EXCERPT:
Hi Arun,

Thank you for the quick reply!

Please help us with these follow-up questions:

1.       Since we are not calling libunwind from inside the signal handler, why 
is it an issue that dl_iterate_phdr() is not async-signal-safe?

2.       Would you elaborate on the reason(s) why per-thread caching in 
libunwind (along the lines of IA64) is not sufficient? We would like to fully 
understand the issues here and the challenges that we are bound to face if we 
go down that path. Please provide us with some pointers as this will 
potentially save us weeks of qualification effort.

3.       Would you confirm our understanding that on Linux, the PER_THREAD 
option is implemented as no-thread option?

ROWS:
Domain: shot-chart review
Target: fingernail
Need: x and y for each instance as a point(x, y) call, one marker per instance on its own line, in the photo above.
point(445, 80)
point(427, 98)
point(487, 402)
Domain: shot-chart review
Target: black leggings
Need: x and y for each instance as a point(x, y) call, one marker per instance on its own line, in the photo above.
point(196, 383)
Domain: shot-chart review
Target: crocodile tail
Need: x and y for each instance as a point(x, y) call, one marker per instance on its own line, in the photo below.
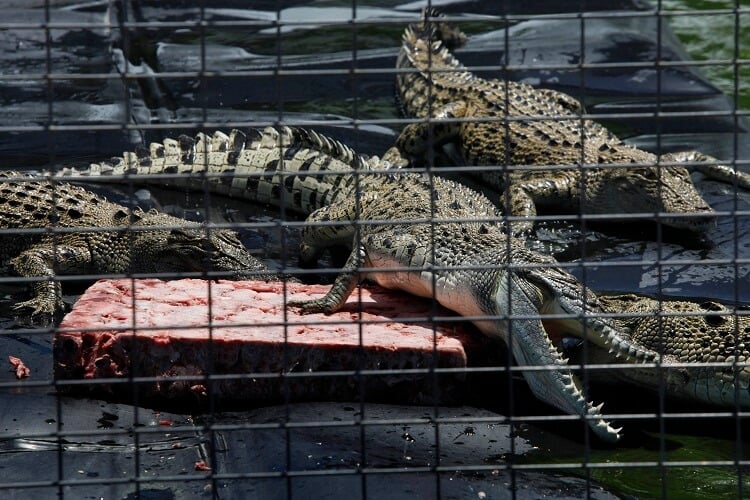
point(425, 49)
point(432, 66)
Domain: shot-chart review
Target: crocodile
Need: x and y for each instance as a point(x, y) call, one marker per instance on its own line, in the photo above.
point(704, 346)
point(50, 228)
point(534, 136)
point(420, 233)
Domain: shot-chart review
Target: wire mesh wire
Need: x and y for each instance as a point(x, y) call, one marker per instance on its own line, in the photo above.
point(82, 82)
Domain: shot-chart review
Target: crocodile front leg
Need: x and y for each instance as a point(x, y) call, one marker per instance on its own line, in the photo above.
point(346, 281)
point(316, 237)
point(417, 139)
point(711, 169)
point(42, 261)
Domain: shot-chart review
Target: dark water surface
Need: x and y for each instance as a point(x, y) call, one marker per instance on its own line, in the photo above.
point(308, 64)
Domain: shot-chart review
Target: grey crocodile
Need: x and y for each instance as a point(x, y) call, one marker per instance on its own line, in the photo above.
point(534, 136)
point(704, 345)
point(49, 228)
point(422, 234)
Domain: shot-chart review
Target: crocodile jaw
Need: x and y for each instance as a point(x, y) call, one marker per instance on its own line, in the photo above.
point(532, 346)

WRITTEN REQUEST 1:
Using the libunwind email, decide whether each statement below agrees with it. Answer yes or no for (a), (b) and (c), and quote the deciding words of the email exactly: (a) The writers say they call libunwind from inside the signal handler. (b) The writers expect that pointers could save them weeks of qualification effort. (c) The writers ask for confirmation that on Linux the PER_THREAD option is implemented as a no-thread option.
WRITTEN REQUEST 2:
Carry on the libunwind email, writing what comes after its last sentence.

FINAL RESULT 1:
(a) No: "we are not calling libunwind from inside the signal handler"
(b) Yes: "this will potentially save us weeks of qualification effort"
(c) Yes: "on Linux, the PER_THREAD option is implemented as no-thread option"

FINAL RESULT 2:
Thanks and Regards,
Prabhat

From: [email protected] [mailto:[email protected]] On Behalf Of Arun 
Sharma
Sent: Tuesday, January 08, 2013 6:27 PM
To: Prabhat Verma
Cc: [email protected]
Subject: Re: [Libunwind-devel] UNW_CACHE_PER_THREAD

On Tue, Jan 8, 2013 at 2:33 PM, Prabhat Verma 
<[email protected]<mailto:[email protected]>> wrote:
malloc
  observe_malloc      - our malloc hook
    unwind_stack      - Linux libunwind implementation
      unw_step (takes libunwind CACHE lock)
        dl_interate_hdr (takes dl lock)

The same deadlock may happen while THREAD 1 is in dlsym and other dl functions 
that all internally use the same recursive lock dl lock and allocate memory.

This is a well known issue. dl_iterate_phdr in glibc is not async signal safe. 
So it's not safe to call from libunwind. One solution is to patch your glibc to 
make it async signal safe (trade-off: allocate all the needed memory upfront or 
using async signal safe APIs and use atomics where possible). It's not trivial, 
but not impossible either.

Other solutions can mask this problem, but on a large enough dataset, this 
issue will manifest in other ways.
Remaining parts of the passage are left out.